Return the records exactly as they are.

------------------------------------------------

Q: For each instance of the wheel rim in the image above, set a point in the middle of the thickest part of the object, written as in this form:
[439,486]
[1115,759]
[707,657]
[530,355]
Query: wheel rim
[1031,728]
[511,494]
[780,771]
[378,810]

------------------------------------------------

▶ [Exercise answer]
Q: For each instance of the wheel rim in the image above, set a point in the middle of the thickest part of the object, written as in this form:
[439,486]
[1115,759]
[707,657]
[530,355]
Query: wheel rim
[1031,728]
[511,494]
[780,771]
[378,810]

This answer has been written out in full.